STORED RECORDS:
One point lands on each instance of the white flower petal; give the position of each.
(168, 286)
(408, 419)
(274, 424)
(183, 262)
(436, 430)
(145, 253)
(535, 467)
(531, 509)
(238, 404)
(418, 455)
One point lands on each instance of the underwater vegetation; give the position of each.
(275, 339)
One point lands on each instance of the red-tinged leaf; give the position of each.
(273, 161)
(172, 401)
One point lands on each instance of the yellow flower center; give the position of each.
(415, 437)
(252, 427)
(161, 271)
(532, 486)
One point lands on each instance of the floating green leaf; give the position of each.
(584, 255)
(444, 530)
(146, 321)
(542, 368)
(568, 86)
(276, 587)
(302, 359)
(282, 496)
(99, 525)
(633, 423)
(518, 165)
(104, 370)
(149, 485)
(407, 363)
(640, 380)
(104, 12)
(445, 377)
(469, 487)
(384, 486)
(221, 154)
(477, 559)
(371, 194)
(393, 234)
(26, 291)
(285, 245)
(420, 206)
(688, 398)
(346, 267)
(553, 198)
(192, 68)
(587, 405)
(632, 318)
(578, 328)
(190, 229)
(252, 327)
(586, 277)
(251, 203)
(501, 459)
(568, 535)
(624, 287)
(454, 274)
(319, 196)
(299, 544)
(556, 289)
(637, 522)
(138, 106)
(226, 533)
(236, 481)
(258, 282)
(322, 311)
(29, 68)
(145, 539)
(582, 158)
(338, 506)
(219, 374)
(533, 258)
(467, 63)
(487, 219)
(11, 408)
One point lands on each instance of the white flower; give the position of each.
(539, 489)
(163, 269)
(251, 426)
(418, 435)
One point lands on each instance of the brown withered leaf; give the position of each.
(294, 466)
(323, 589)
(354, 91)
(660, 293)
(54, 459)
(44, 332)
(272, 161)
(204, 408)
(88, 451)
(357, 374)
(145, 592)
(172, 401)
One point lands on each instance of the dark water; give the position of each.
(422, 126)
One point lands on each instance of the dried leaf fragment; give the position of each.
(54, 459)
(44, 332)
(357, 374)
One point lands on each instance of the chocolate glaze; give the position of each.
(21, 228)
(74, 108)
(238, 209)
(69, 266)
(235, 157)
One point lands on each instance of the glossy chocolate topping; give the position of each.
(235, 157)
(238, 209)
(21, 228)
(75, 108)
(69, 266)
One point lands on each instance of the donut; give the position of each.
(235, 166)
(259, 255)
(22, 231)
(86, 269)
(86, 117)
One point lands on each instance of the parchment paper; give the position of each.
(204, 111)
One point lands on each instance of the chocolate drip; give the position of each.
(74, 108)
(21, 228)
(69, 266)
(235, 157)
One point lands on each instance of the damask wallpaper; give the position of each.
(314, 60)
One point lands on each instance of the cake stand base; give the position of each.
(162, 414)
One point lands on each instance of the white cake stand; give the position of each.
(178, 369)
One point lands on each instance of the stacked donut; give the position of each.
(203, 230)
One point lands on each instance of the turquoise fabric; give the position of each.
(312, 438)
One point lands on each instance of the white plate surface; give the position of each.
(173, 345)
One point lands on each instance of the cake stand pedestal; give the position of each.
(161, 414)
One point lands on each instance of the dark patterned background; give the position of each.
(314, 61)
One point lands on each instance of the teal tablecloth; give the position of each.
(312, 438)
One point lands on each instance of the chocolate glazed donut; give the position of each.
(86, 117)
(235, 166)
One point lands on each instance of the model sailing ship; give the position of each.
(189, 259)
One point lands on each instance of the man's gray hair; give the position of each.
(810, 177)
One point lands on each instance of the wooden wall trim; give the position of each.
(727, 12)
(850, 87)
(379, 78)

EXERCISE DETAILS:
Rewrite all the rows above with "instance" replaced by "occurrence" wherever it appears, leaving everything else unchanged.

OUTPUT:
One point lands on each occurrence of the white flower petal; give the position of each.
(168, 286)
(408, 419)
(274, 424)
(183, 262)
(436, 430)
(145, 253)
(535, 467)
(531, 509)
(238, 404)
(418, 455)
One point lands on each occurrence of the underwater vegetation; give the position of each.
(275, 339)
One point lands on each occurrence of the red-tinged leaf; give the position of each.
(273, 161)
(172, 401)
One point lands on each occurrence of the yellow flower center; give the position of each.
(415, 437)
(252, 427)
(161, 271)
(532, 486)
One point lands on each occurrence of the floating green leaf; give the position of each.
(584, 255)
(444, 530)
(146, 321)
(542, 368)
(568, 86)
(276, 587)
(302, 359)
(282, 496)
(99, 525)
(633, 423)
(518, 165)
(104, 370)
(149, 485)
(407, 363)
(640, 380)
(104, 12)
(445, 377)
(469, 487)
(384, 486)
(221, 154)
(477, 559)
(371, 194)
(393, 234)
(26, 291)
(285, 245)
(420, 206)
(688, 398)
(346, 267)
(553, 198)
(192, 68)
(587, 405)
(632, 318)
(578, 328)
(190, 229)
(252, 327)
(586, 277)
(251, 203)
(501, 459)
(568, 535)
(624, 287)
(454, 274)
(319, 196)
(299, 544)
(556, 289)
(637, 522)
(138, 106)
(226, 533)
(236, 481)
(258, 282)
(322, 311)
(29, 68)
(145, 539)
(582, 158)
(338, 506)
(219, 374)
(533, 258)
(467, 63)
(487, 219)
(11, 408)
One point lands on each occurrence of the white flower; give the position of each.
(539, 489)
(163, 269)
(251, 426)
(418, 435)
One point lands on each occurrence of the brown withered leaf; give the position of each.
(294, 466)
(323, 589)
(354, 91)
(660, 293)
(54, 459)
(44, 332)
(272, 161)
(204, 408)
(88, 451)
(357, 374)
(145, 592)
(172, 401)
One point lands on each occurrence of the dark water; give the position of each.
(422, 126)
One point lands on each occurrence of the dried leaf fragment; give the position of each.
(54, 459)
(44, 332)
(357, 374)
One point lands on each occurrence of the chocolate glaze; give the position of each.
(21, 228)
(74, 108)
(238, 209)
(69, 266)
(235, 157)
One point lands on each occurrence of the glossy chocolate topping; give the position of each.
(235, 157)
(238, 209)
(21, 228)
(75, 108)
(69, 266)
One point lands on each occurrence of the donut; give the position of each.
(235, 166)
(259, 255)
(22, 231)
(86, 269)
(86, 117)
One point lands on each occurrence of the parchment paper; give the position of each.
(204, 111)
One point lands on each occurrence of the chocolate drip; give the position of each.
(74, 108)
(21, 228)
(69, 266)
(235, 157)
One point lands on each occurrence of the damask wallpaper; give the position of each.
(314, 60)
One point lands on each occurrence of the cake stand base; give the position of each.
(162, 414)
One point lands on each occurrence of the white cake stand; give the position of each.
(178, 369)
One point lands on each occurrence of the stacked donut; give the position of each.
(203, 230)
One point lands on each occurrence of the turquoise fabric; give the position of each.
(312, 438)
One point lands on each occurrence of the white plate surface; give the position of each.
(173, 345)
One point lands on each occurrence of the cake stand pedestal; give the position of each.
(161, 414)
One point lands on each occurrence of the dark patterned background; give the position of each.
(314, 61)
One point lands on each occurrence of the teal tablecloth; give the position of each.
(312, 438)
One point lands on each occurrence of the chocolate glazed donut; give the position of each.
(86, 117)
(235, 166)
One point lands on each occurrence of the model sailing ship; give the position of each.
(189, 259)
One point lands on each occurrence of the man's gray hair; give the position of each.
(810, 177)
One point lands on each occurrence of the wooden wall trim; give the position of each.
(727, 12)
(850, 87)
(379, 78)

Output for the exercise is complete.